* Blok tekstu:
W związku z przedwyborczymi obietnicami partii SMER, Bratysława wprowadzi bardziej rygorystyczne przepisy dotyczące tranzytu towarów z Ukrainy. Zakazany będzie także import ukraińskiego miodu, cukru, słodu czy soi – podaje euractiv.pl.
Do tej pory zakaz dotyczył tylko czterech produktów: pszenicy, kukurydzy, rzepaku i nasion słonecznika. Richard Takáč, minister rolnictwa i rozwoju obszarów wiejskich z partii SMER, broni rozszerzenia zakazu, twierdząc, że import ukraińskiego zboża spowodował poważne problemy finansowe dla słowackich rolników. „W ubiegłym roku rolnicy na Słowacji obliczyli, że import ukraińskiego zboża spowodował dla nich straty sięgające około 110 mln euro. Tymczasem otrzymana przez Słowację rekompensata od Komisji Europejskiej wyniosła około 5 mln euro” – twierdzi minister.

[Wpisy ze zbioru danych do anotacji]
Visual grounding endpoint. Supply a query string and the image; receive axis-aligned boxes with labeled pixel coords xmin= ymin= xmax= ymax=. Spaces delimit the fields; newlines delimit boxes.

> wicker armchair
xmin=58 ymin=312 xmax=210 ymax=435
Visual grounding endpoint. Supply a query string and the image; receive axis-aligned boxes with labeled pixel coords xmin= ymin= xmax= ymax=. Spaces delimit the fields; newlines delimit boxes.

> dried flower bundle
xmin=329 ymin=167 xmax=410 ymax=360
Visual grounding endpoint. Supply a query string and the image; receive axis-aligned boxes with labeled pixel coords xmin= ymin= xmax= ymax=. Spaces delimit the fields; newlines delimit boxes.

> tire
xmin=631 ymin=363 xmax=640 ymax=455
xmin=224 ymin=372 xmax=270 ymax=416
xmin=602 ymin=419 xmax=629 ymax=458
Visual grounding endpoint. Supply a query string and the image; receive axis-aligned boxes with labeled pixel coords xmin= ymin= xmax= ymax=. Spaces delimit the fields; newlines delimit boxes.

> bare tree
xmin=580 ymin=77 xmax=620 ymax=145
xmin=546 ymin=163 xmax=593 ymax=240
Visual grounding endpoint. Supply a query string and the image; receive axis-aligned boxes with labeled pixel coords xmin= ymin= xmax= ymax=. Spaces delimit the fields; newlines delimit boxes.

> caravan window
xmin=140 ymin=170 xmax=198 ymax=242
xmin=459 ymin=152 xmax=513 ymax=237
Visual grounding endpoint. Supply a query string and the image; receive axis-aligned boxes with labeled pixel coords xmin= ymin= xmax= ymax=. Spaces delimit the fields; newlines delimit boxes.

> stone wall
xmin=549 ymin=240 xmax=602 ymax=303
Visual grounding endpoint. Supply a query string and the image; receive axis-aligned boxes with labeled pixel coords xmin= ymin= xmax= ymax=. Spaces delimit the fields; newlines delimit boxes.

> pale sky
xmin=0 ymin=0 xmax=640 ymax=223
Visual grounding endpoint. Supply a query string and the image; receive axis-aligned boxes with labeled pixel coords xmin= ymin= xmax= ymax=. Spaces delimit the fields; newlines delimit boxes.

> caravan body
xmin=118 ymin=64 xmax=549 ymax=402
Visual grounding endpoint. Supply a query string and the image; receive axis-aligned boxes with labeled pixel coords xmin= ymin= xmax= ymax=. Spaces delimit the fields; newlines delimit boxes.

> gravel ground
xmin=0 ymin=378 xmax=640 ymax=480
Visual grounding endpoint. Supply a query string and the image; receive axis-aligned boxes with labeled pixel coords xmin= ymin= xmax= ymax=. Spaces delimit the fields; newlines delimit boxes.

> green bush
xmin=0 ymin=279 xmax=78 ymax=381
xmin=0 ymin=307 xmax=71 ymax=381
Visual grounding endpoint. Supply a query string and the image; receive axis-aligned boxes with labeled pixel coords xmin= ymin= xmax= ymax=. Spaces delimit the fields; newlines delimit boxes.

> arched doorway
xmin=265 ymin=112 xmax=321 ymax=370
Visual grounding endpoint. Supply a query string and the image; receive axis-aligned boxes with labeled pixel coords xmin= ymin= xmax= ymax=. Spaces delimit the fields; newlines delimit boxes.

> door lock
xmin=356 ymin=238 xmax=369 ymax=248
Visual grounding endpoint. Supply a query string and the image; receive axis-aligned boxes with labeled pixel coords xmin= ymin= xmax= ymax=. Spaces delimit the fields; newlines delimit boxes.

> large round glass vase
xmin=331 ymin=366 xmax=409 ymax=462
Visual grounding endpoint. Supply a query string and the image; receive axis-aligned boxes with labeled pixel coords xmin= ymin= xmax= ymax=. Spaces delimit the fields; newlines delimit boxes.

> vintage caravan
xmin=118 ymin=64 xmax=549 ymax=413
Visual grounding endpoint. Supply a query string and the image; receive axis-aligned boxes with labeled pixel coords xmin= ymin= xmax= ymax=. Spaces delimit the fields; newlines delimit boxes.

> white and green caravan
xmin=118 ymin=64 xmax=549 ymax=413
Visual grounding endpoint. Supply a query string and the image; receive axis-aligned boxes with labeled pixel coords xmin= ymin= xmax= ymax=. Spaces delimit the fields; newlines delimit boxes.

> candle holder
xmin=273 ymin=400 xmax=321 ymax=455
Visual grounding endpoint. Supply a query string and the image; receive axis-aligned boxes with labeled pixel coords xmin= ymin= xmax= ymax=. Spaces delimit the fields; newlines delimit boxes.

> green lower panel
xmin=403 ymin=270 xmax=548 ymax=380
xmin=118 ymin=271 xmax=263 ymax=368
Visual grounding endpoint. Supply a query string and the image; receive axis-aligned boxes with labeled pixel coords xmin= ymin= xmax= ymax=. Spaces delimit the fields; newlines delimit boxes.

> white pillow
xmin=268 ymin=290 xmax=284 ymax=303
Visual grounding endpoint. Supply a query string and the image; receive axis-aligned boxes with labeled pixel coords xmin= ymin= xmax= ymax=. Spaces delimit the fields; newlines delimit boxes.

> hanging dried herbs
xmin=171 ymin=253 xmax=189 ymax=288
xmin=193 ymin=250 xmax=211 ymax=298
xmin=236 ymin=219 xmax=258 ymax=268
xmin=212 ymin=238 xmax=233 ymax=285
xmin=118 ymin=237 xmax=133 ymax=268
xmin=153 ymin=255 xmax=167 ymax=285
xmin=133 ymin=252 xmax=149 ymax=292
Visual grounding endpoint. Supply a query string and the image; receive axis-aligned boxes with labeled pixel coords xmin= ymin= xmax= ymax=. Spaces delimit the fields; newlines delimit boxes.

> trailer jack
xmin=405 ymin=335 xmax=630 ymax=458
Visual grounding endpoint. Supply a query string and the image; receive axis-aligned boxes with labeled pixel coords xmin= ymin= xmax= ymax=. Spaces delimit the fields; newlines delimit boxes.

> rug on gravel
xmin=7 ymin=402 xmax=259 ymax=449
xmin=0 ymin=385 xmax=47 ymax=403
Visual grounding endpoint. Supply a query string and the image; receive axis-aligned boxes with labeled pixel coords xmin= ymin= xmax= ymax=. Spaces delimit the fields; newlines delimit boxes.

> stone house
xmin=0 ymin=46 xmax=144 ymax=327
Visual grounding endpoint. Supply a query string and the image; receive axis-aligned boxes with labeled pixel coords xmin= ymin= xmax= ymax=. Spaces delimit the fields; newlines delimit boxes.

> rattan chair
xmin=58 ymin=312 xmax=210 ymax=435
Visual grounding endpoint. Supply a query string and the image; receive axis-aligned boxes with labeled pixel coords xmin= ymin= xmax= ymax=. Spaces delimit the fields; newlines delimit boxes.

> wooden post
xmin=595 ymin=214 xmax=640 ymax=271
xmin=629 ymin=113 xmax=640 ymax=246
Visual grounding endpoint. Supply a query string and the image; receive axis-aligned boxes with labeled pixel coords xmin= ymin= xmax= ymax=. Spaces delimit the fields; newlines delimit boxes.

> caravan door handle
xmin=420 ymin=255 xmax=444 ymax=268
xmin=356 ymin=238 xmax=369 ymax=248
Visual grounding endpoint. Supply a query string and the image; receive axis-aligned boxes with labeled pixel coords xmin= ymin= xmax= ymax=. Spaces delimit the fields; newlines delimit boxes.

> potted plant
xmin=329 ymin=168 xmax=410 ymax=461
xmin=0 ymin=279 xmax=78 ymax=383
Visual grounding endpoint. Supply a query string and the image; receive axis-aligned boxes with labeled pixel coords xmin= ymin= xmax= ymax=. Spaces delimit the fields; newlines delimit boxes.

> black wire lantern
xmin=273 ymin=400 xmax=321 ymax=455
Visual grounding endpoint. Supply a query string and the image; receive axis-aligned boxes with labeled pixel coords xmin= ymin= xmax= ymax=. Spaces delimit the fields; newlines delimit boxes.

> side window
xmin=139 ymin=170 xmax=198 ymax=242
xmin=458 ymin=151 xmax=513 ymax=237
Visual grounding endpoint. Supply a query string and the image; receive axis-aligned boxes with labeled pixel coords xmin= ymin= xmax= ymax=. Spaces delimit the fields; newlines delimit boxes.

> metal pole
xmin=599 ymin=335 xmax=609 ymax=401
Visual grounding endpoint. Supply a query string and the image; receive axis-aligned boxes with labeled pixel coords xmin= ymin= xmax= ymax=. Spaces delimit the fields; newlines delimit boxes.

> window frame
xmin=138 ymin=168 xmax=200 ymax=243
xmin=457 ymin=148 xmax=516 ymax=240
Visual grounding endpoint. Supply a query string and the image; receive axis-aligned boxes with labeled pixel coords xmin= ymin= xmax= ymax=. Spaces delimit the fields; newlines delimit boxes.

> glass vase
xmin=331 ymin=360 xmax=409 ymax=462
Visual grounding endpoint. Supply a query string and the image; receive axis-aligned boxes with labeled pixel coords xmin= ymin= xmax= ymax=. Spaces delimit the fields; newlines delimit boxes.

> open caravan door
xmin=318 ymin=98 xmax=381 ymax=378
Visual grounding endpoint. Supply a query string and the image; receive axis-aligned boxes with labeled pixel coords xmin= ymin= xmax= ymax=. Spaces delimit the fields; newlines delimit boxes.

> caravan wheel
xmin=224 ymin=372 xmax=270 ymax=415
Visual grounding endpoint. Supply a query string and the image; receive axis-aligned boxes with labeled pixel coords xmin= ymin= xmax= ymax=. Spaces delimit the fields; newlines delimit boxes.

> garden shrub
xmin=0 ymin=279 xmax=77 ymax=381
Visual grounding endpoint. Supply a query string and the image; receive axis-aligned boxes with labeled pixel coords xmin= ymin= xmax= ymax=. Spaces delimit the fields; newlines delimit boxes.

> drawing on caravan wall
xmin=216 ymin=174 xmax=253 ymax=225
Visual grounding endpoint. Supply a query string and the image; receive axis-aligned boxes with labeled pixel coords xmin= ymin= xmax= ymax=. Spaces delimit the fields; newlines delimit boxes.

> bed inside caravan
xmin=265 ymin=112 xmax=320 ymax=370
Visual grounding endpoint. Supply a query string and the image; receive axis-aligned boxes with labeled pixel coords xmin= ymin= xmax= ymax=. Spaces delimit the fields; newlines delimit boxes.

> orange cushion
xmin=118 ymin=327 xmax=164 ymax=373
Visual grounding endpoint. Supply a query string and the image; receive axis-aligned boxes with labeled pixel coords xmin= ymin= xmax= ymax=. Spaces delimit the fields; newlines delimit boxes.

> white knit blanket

* Zadania do wykonania:
**A.** Odpowiedz krótko na pytania do tekstu o słowackim zakazie importu z Ukrainy:
(i) Których czterech produktów dotyczył dotąd zakaz?
(ii) Z jakiej partii pochodzi minister Richard Takáč?
(iii) Jak wysoką rekompensatę od Komisji Europejskiej otrzymała według ministra Słowacja?
**B.** Przepisz bez zmian fragment tekstu o słowackim zakazie importu z Ukrainy, zaczynając od słów „W związku z” i ciągnąc aż do słów „soi – podaje euractiv.pl.”.
**C.** Rozwiń tekst o słowackim zakazie importu z Ukrainy, pisząc jego dalszy ciąg od miejsca, w którym się kończy.

* Odpowiedzi poniżej:
**A.**
(i) Pszenicy, kukurydzy, rzepaku i nasion słonecznika.
(ii) Z partii SMER.
(iii) Około 5 mln euro.

**B.**
W związku z przedwyborczymi obietnicami partii SMER, Bratysława wprowadzi bardziej rygorystyczne przepisy dotyczące tranzytu towarów z Ukrainy. Zakazany będzie także import ukraińskiego miodu, cukru, słodu czy soi – podaje euractiv.pl.

**C.**
Projekt przedstawiony przez Ministerstwo Rolnictwa zakłada również, że wszystkie inne tranzytowane produkty rolne z Ukrainy będą musiały uzyskać konieczne ostemplowanie.
Słowacja, Polska i Węgry wprowadziły jednostronne zakazy importu z Ukrainy po upływie terminu zatwierdzonego przez UE, który wygasł 15 września. Wywołało to ostry sprzeciw Kijowa, który zagroził pozwanie tych krajów przed WTO.
Kryzys został zażegnany po tym, jak Słowacja i Ukraina zgodziły się na system handlu zbożem opartym na licencjach. Jednocześnie słowackie Ministerstwo Rolnictwa oznajmiło, że ograniczenia w imporcie ukraińskiego zboża pozostaną w mocy do uruchomienia nowego systemu.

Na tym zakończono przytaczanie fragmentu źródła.